**WHAT THIS EXERCISE ASKS:**
• A. Decide whether each statement agrees with the column on free speech. For each, answer yes or no and quote the words from the column that settle it.
(i) The writer was 18 years old when Pierre Trudeau took Canada's top political job in 1968.
(ii) Most of the people the police detained were violent separatists.
(iii) After the crisis, the writer voted for Trudeau again.
• B. Write the next part of the column on free speech, starting right after its last sentence.
--- EXCERPT ---
Free speech? Yes — and no

Posted on February 13, 2015 | Atlantic Business Magazine | 0 Comments

Am I Charlie Hebdo?

I’m not sure. Everything seems so simple… until it isn’t.

In 1968 — when I was a naïve, idealistic, 18-year-old first-year university student — suave, sophisticated Pierre Trudeau (he of the Just Society, the state has no business in the bedrooms of the nation, Trudeaumania) pirouetted into Canada’s top political job. I was smitten. I may have even joined the Liberal Party.

Two years later, the FLQ kidnapped British ambassador James Cross and murdered Quebec cabinet minister Pierre Laporte. No one seemed to know what to do, or what would/should happen next.

How far would you go to deal with the crisis, a reporter asked the prime minister?

“Just watch me,” Trudeau replied.

A few days later, Trudeau imposed the draconian War Measures Act, suspended civil liberties, filled the streets of Montreal and Ottawa with soldiers and tanks. The police misemployed their special powers to round up and detain, without bail or charge, close to 500 people, most of them non-violent intellectuals and artists who may have believed in sovereignty but not in using armed force to achieve it.

I was almost as instantly un-smitten. I never voted for Trudeau again. My disillusionment, in fact, probably pushed me to the lifelong left of the political spectrum.

And yet, 45 years on, it is hard not to wonder whether Pierre Trudeau’s clearly arbitrary, obviously anti-democratic actions changed the course of Canadian history — for the better. Although Canada is still in legitimate periodic peril as the democratic separatist political movement in Quebec waxes and wanes in popularity, the FLQ itself is, thankfully, long dead.

Is that because of Pierre Trudeau?

Life is complicated. It only seems more complicated as I get older.

Consider Jian Ghomeshi.

Like most outside CBC’s savant inner circle, I was shocked last fall when the public broadcaster suddenly fired its most successful and influential radio host. I was among those initially suckered by Ghomeshi’s carefully scripted Facebook response in which he both confessed to a penchant for rough, consensual sex and claimed he was the victim of a vengeful former girlfriend.
--- ENTRIES SUPPLIED ---
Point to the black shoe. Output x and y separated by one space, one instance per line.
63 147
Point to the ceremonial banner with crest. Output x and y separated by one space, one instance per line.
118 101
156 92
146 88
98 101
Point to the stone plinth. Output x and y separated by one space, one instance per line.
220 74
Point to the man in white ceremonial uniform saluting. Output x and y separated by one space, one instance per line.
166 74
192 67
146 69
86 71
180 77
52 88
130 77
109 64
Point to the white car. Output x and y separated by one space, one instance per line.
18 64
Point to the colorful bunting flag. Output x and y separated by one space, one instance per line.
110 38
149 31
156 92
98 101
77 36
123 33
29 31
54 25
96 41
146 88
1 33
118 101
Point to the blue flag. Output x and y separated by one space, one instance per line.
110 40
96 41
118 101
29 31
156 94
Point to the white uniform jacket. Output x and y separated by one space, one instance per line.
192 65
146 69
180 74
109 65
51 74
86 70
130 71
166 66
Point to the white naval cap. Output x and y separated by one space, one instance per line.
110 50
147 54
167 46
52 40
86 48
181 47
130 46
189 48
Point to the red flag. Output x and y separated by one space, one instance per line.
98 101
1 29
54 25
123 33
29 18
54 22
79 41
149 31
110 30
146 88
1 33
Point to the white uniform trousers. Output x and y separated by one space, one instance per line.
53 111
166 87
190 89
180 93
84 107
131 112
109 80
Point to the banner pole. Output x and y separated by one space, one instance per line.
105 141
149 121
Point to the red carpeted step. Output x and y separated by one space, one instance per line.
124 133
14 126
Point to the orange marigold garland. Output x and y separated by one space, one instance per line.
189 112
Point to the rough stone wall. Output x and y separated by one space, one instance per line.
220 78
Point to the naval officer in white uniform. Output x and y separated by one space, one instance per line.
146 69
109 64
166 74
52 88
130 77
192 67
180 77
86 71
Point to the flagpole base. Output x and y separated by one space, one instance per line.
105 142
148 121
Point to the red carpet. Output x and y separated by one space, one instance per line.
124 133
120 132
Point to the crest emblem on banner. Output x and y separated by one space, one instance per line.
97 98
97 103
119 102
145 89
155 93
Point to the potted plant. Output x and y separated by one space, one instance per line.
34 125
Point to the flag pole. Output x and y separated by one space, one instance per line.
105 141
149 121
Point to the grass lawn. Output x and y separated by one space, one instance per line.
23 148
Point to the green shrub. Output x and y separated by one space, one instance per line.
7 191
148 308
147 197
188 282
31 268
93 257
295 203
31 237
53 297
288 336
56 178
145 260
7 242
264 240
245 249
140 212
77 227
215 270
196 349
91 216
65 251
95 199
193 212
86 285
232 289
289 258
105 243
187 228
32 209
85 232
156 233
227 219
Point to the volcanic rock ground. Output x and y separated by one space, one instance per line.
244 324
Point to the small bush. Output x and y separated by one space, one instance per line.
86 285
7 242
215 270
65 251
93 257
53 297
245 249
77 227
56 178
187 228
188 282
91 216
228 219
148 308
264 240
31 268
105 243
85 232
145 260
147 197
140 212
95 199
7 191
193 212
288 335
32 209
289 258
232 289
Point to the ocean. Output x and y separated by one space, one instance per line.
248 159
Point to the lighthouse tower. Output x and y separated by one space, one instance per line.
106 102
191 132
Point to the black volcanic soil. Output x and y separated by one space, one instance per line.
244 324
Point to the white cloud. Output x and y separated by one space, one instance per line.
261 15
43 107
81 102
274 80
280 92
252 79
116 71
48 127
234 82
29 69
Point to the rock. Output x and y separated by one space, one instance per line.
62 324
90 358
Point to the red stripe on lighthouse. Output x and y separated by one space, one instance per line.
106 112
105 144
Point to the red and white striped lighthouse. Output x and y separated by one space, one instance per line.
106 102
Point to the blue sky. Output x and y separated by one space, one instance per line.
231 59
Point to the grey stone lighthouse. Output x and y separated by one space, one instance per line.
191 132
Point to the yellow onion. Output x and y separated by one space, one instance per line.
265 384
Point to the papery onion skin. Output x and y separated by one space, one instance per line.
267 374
---
**RESULTS FOR EACH TASK:**
• A.
(i) Yes: "In 1968 — when I was a naïve, idealistic, 18-year-old first-year university student"
(ii) No: "most of them non-violent intellectuals and artists who may have believed in sovereignty but not in using armed force to achieve it"
(iii) No: "I never voted for Trudeau again."

• B.
That self-serving version of reality survived less than a quarter of a single 24-hour news cycle before Toronto Star headlines recast the entire tale: there was not one jilted ex, but three young women, each independently claiming Ghomeshi had sucker-punched them in the face and/or choked them without warning or, certainly, consent.

The three became four, and then seven and then… I lost count. The police launched an investigation. Ghomeshi was charged, and then charged again as more women came forward.

With all the usual blah blahs and harrumphs about how none of the allegations have been tested in court, it all seems a simple slam punch-dunk.

Except…

The more we learn, the less the Ghomeshi case seems to me like simply another egregious example of bad behaviour. What the women described suggests a compulsive, almost pathological modus operandi, right down to the creepy complicity of Big Ears Teddy.

Does that matter? Should it? Can we condemn the behaviour while trying to understand what lies behind it?

Which brings me, in a strange and circuitous journey, back to Charlie Hebdo.

I consider myself a free speech absolutist. I have defended the right of vile anti- Semites like New Brunswick’s Malcolm Ross to express their vile, anti-Semitic opinions in the name of freedom of expression.

And yet…

I find myself increasingly distressed by the ways in which our public discourse has descended into ad hominem attacks whose pointless point seems solely to provoke.

Charlie Hebdo exemplifies that too-modern tradition. Its not very funny caricatures of the prophet Mohammed (the depiction of whom some Muslims see as blasphemy) seem drawn for no purpose other than to eye-poke.

If January’s massacre at Charlie Hebdo’s Paris offices had not happened, I would have been hard pressed to imagine myself defending Charlie.

But it did happen. And that has changed the game. Je ne suis pas Charlie. But now I have no choice but to stand beside Charlie. Even if I don’t like what he did.

It’s complicated.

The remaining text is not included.